**Stated problem**
Render every line of all the items below as a JSON list of strings, one string per line, with blank lines left out.

**Data to use**
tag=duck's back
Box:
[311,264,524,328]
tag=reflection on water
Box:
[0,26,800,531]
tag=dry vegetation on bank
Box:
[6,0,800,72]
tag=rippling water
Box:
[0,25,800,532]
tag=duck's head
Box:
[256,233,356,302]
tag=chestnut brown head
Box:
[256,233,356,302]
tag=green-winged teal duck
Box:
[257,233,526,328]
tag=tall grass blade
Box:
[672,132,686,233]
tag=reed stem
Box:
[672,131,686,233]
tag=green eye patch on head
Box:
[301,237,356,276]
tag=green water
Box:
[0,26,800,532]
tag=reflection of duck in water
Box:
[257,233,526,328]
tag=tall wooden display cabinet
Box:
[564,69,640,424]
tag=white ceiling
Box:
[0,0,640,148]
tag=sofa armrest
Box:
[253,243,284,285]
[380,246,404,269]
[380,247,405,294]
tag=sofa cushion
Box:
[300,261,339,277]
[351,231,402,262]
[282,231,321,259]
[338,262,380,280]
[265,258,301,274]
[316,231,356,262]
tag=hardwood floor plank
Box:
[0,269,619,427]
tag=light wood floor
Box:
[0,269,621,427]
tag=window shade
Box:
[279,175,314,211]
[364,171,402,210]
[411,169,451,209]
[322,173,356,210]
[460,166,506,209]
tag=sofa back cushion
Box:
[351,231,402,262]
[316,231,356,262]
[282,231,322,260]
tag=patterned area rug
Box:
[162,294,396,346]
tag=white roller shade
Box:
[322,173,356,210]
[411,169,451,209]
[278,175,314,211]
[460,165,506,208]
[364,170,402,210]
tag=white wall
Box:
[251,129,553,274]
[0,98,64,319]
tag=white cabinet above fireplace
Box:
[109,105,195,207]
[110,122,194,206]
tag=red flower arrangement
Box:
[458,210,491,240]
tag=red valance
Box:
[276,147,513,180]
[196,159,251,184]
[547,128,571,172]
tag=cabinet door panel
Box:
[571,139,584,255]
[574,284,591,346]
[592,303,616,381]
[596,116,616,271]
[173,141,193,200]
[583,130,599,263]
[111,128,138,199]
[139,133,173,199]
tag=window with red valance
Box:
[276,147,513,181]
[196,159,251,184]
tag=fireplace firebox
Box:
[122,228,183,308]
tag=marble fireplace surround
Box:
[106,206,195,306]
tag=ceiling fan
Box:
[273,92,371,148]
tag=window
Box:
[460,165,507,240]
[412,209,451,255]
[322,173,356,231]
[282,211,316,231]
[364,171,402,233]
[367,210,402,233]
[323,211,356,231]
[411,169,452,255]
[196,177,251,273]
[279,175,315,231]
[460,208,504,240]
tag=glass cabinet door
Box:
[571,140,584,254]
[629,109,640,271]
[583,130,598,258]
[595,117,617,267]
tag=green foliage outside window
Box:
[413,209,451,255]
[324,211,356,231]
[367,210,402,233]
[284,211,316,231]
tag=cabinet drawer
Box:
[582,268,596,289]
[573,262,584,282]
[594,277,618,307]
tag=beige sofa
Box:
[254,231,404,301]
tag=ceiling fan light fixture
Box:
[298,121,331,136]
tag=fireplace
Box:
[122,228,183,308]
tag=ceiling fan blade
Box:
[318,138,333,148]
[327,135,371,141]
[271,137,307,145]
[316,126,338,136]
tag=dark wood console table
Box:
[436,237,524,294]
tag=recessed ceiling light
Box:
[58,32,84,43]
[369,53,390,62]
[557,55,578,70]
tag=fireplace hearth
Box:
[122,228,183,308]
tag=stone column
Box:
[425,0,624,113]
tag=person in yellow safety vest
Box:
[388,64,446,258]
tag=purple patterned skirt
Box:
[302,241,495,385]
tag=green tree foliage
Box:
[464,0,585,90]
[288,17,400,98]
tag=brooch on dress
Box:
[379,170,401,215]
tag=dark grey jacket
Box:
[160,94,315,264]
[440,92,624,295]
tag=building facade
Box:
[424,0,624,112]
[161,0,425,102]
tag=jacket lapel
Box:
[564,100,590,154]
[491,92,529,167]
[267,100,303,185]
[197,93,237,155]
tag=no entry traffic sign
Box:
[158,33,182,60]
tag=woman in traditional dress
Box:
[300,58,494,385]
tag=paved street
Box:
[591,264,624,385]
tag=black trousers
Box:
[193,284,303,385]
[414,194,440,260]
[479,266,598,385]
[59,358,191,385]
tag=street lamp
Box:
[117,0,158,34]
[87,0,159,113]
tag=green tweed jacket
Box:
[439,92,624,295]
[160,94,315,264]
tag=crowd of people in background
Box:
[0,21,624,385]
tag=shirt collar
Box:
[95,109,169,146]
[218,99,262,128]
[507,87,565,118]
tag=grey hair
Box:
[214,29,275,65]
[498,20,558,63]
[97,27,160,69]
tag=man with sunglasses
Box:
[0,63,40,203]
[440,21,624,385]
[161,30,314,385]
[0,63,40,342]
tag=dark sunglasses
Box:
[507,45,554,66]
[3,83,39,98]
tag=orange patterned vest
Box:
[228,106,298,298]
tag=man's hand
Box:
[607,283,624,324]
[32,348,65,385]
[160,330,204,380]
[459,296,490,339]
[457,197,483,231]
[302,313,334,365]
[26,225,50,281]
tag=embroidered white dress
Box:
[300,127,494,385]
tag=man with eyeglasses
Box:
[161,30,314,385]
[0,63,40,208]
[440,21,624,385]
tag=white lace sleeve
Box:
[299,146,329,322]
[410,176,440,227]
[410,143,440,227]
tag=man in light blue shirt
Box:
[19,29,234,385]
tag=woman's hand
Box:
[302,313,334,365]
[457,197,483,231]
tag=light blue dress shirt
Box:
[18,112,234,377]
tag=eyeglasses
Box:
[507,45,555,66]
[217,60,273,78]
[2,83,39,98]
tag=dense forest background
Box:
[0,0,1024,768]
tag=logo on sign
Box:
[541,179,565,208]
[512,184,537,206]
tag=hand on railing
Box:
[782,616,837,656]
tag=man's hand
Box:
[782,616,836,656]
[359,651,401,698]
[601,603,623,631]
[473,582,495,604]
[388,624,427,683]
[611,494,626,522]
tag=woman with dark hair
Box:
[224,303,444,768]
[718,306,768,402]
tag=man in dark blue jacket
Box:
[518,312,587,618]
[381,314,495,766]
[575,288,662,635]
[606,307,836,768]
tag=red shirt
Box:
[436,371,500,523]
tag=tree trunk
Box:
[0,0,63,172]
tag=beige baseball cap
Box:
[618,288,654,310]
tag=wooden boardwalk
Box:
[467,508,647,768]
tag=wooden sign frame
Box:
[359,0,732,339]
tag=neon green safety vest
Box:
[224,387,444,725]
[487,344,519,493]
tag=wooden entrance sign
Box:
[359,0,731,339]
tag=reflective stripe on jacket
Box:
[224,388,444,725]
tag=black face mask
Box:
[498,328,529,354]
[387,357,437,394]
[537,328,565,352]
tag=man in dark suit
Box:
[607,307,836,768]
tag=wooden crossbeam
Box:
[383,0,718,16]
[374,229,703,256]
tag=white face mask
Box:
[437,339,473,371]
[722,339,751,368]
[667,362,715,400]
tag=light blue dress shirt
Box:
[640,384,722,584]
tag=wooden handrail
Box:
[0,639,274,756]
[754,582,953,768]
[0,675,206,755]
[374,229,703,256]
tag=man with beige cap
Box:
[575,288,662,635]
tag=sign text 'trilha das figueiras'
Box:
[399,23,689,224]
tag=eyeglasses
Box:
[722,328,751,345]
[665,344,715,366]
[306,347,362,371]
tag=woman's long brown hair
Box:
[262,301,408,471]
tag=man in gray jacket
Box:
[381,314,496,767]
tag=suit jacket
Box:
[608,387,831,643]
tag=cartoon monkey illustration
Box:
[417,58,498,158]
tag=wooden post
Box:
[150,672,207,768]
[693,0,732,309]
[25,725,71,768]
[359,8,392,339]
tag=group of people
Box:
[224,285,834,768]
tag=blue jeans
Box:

**Finished exercise**
[
  "tag=duck's back",
  "Box:",
  "[311,264,524,328]",
  "tag=reflection on water",
  "Box:",
  "[0,26,800,531]",
  "tag=dry vegetation on bank",
  "Box:",
  "[6,0,800,72]",
  "tag=rippling water",
  "Box:",
  "[0,25,800,532]",
  "tag=duck's head",
  "Box:",
  "[256,233,356,302]",
  "tag=chestnut brown head",
  "Box:",
  "[256,233,356,302]",
  "tag=green-winged teal duck",
  "Box:",
  "[257,233,526,328]",
  "tag=tall grass blade",
  "Box:",
  "[672,132,686,233]",
  "tag=reed stem",
  "Box:",
  "[672,131,686,233]",
  "tag=green eye patch on head",
  "Box:",
  "[301,237,356,276]",
  "tag=green water",
  "Box:",
  "[0,26,800,532]",
  "tag=reflection of duck in water",
  "Box:",
  "[257,233,526,328]",
  "tag=tall wooden display cabinet",
  "Box:",
  "[564,69,640,424]",
  "tag=white ceiling",
  "Box:",
  "[0,0,640,148]",
  "tag=sofa armrest",
  "Box:",
  "[253,243,284,285]",
  "[380,246,404,269]",
  "[380,247,405,294]",
  "tag=sofa cushion",
  "Box:",
  "[300,261,339,277]",
  "[351,231,402,262]",
  "[282,231,321,259]",
  "[338,262,380,280]",
  "[265,258,301,274]",
  "[316,231,356,262]",
  "tag=hardwood floor plank",
  "Box:",
  "[0,269,619,427]",
  "tag=light wood floor",
  "Box:",
  "[0,269,621,427]",
  "tag=window shade",
  "Box:",
  "[279,175,314,211]",
  "[364,171,402,210]",
  "[411,169,451,209]",
  "[322,173,356,210]",
  "[460,166,506,209]",
  "tag=sofa back cushion",
  "Box:",
  "[351,231,402,262]",
  "[316,231,356,262]",
  "[282,231,322,260]",
  "tag=patterned area rug",
  "Box:",
  "[162,294,396,346]",
  "tag=white roller shade",
  "Box:",
  "[322,173,356,210]",
  "[411,169,451,209]",
  "[278,175,314,211]",
  "[460,165,506,208]",
  "[364,170,402,210]",
  "tag=white wall",
  "Box:",
  "[251,129,553,274]",
  "[0,98,64,319]",
  "tag=white cabinet above fireplace",
  "Box:",
  "[109,105,195,207]",
  "[110,122,194,206]",
  "tag=red flower arrangement",
  "Box:",
  "[458,210,491,240]",
  "tag=red valance",
  "Box:",
  "[276,147,513,180]",
  "[196,159,251,184]",
  "[547,128,571,172]",
  "tag=cabinet door panel",
  "Box:",
  "[571,139,584,255]",
  "[574,284,591,346]",
  "[592,303,616,381]",
  "[596,116,616,271]",
  "[173,141,193,200]",
  "[583,130,599,263]",
  "[111,128,138,199]",
  "[139,133,173,199]",
  "tag=window with red valance",
  "Box:",
  "[276,147,513,181]",
  "[196,159,251,184]",
  "tag=fireplace firebox",
  "Box:",
  "[122,228,183,308]",
  "tag=marble fireplace surround",
  "Box:",
  "[106,206,195,306]",
  "tag=ceiling fan",
  "Box:",
  "[273,92,371,148]",
  "tag=window",
  "Box:",
  "[460,165,507,240]",
  "[412,209,451,255]",
  "[322,173,356,231]",
  "[282,211,316,231]",
  "[364,171,402,233]",
  "[367,210,402,233]",
  "[323,211,356,231]",
  "[411,169,452,255]",
  "[196,177,251,273]",
  "[279,175,315,231]",
  "[460,208,504,240]",
  "tag=glass cabinet door",
  "Box:",
  "[571,140,584,254]",
  "[629,109,640,271]",
  "[583,130,598,258]",
  "[595,117,617,267]",
  "tag=green foliage outside window",
  "Box:",
  "[413,209,451,255]",
  "[324,211,356,231]",
  "[367,210,402,233]",
  "[284,211,316,231]",
  "tag=cabinet drawer",
  "Box:",
  "[582,268,596,289]",
  "[573,262,584,282]",
  "[594,277,618,307]",
  "tag=beige sofa",
  "Box:",
  "[254,231,404,301]",
  "tag=ceiling fan light fixture",
  "Box:",
  "[298,121,331,136]",
  "tag=fireplace",
  "Box:",
  "[122,228,183,308]",
  "tag=ceiling fan blade",
  "Box:",
  "[318,138,333,148]",
  "[327,135,371,141]",
  "[271,137,307,145]",
  "[316,126,338,136]",
  "tag=dark wood console table",
  "Box:",
  "[436,237,524,294]",
  "tag=recessed ceiling light",
  "Box:",
  "[58,32,84,43]",
  "[369,53,390,62]",
  "[557,55,578,70]",
  "tag=fireplace hearth",
  "Box:",
  "[122,228,183,308]",
  "tag=stone column",
  "Box:",
  "[425,0,624,113]",
  "tag=person in yellow safety vest",
  "Box:",
  "[388,64,446,258]",
  "tag=purple patterned skirt",
  "Box:",
  "[302,241,495,385]",
  "tag=green tree foliage",
  "Box:",
  "[464,0,585,90]",
  "[288,17,400,98]",
  "tag=brooch on dress",
  "Box:",
  "[379,170,401,215]",
  "tag=dark grey jacket",
  "Box:",
  "[160,94,315,264]",
  "[440,92,624,295]",
  "tag=building facade",
  "Box:",
  "[424,0,624,112]",
  "[161,0,425,102]",
  "tag=jacket lapel",
  "Box:",
  "[564,100,590,154]",
  "[491,92,529,167]",
  "[267,100,303,185]",
  "[197,93,237,155]",
  "tag=no entry traffic sign",
  "Box:",
  "[158,33,182,60]",
  "tag=woman in traditional dress",
  "Box:",
  "[300,58,494,385]",
  "tag=paved street",
  "Box:",
  "[591,264,624,385]",
  "tag=black trousers",
  "Box:",
  "[193,284,303,385]",
  "[414,194,440,260]",
  "[479,266,598,385]",
  "[59,358,191,385]",
  "tag=street lamp",
  "Box:",
  "[117,0,158,34]",
  "[87,0,159,113]",
  "tag=green tweed jacket",
  "Box:",
  "[439,92,624,295]",
  "[160,94,315,264]",
  "tag=crowd of people in background",
  "Box:",
  "[0,21,624,385]",
  "tag=shirt collar",
  "Box:",
  "[95,109,169,146]",
  "[218,99,262,128]",
  "[507,87,565,118]",
  "tag=grey hair",
  "Box:",
  "[214,29,275,65]",
  "[498,20,558,63]",
  "[97,27,160,69]",
  "tag=man with sunglasses",
  "Box:",
  "[0,63,40,203]",
  "[440,21,624,385]",
  "[161,30,314,385]",
  "[0,63,40,342]",
  "tag=dark sunglasses",
  "Box:",
  "[507,45,554,66]",
  "[3,83,39,98]",
  "tag=orange patterned vest",
  "Box:",
  "[228,106,298,298]",
  "tag=man's hand",
  "Box:",
  "[607,283,624,324]",
  "[32,348,65,385]",
  "[160,330,204,380]",
  "[459,296,490,339]",
  "[457,197,483,231]",
  "[302,313,334,365]",
  "[26,225,50,281]",
  "tag=embroidered white dress",
  "Box:",
  "[300,127,494,385]",
  "tag=man with eyeglasses",
  "Box:",
  "[161,30,314,385]",
  "[0,63,40,208]",
  "[440,21,624,385]",
  "tag=white lace sleeve",
  "Box:",
  "[299,146,329,322]",
  "[410,176,440,227]",
  "[410,143,440,227]",
  "tag=man in light blue shirt",
  "Box:",
  "[19,29,234,385]",
  "tag=woman's hand",
  "Box:",
  "[302,313,334,365]",
  "[457,197,483,231]",
  "tag=light blue dress shirt",
  "Box:",
  "[18,112,234,377]",
  "tag=eyeglasses",
  "Box:",
  "[507,45,555,66]",
  "[217,60,273,78]",
  "[2,83,39,98]",
  "tag=dense forest background",
  "Box:",
  "[0,0,1024,768]",
  "tag=logo on sign",
  "Box:",
  "[541,179,565,208]",
  "[512,184,537,206]",
  "tag=hand on railing",
  "Box:",
  "[782,616,837,656]",
  "tag=man's hand",
  "Box:",
  "[782,616,836,656]",
  "[359,651,401,698]",
  "[601,603,623,631]",
  "[473,582,495,604]",
  "[388,624,427,683]",
  "[611,494,626,522]",
  "tag=woman with dark hair",
  "Box:",
  "[224,303,444,768]",
  "[718,306,768,402]",
  "tag=man in dark blue jacket",
  "Box:",
  "[518,312,587,618]",
  "[381,314,495,766]",
  "[575,288,662,635]",
  "[606,307,836,768]",
  "tag=red shirt",
  "Box:",
  "[436,371,500,523]",
  "tag=tree trunk",
  "Box:",
  "[0,0,63,172]",
  "tag=beige baseball cap",
  "Box:",
  "[618,288,654,310]",
  "tag=wooden boardwalk",
  "Box:",
  "[467,508,647,768]",
  "tag=wooden sign frame",
  "Box:",
  "[359,0,732,339]",
  "tag=neon green safety vest",
  "Box:",
  "[224,387,444,725]",
  "[487,344,519,493]",
  "tag=wooden entrance sign",
  "Box:",
  "[359,0,731,339]",
  "tag=reflective stripe on jacket",
  "Box:",
  "[224,388,444,725]",
  "tag=black face mask",
  "Box:",
  "[498,328,529,354]",
  "[387,357,437,394]",
  "[537,328,565,352]",
  "tag=man in dark suit",
  "Box:",
  "[607,307,836,768]",
  "tag=wooden crossbeam",
  "Box:",
  "[383,0,718,16]",
  "[374,229,703,256]",
  "tag=white face mask",
  "Box:",
  "[437,339,473,371]",
  "[722,339,751,368]",
  "[667,362,715,400]",
  "tag=light blue dress shirt",
  "Box:",
  "[640,384,722,584]",
  "tag=wooden handrail",
  "Box:",
  "[0,639,274,756]",
  "[754,582,953,768]",
  "[0,675,206,755]",
  "[374,229,703,256]",
  "tag=man with beige cap",
  "Box:",
  "[575,288,662,635]",
  "tag=sign text 'trilha das figueiras'",
  "Box:",
  "[399,23,689,224]",
  "tag=eyeglasses",
  "Box:",
  "[722,328,751,345]",
  "[665,344,715,366]",
  "[306,347,362,371]",
  "tag=woman's long brown hair",
  "Box:",
  "[262,301,408,471]",
  "tag=man in gray jacket",
  "Box:",
  "[381,314,496,767]",
  "tag=suit jacket",
  "Box:",
  "[608,387,831,643]",
  "tag=cartoon monkey illustration",
  "Box:",
  "[417,58,498,158]",
  "tag=wooden post",
  "Box:",
  "[150,672,207,768]",
  "[693,0,732,309]",
  "[25,725,71,768]",
  "[359,8,392,339]",
  "tag=group of people",
  "Box:",
  "[224,285,834,768]",
  "tag=blue jeans",
  "Box:"
]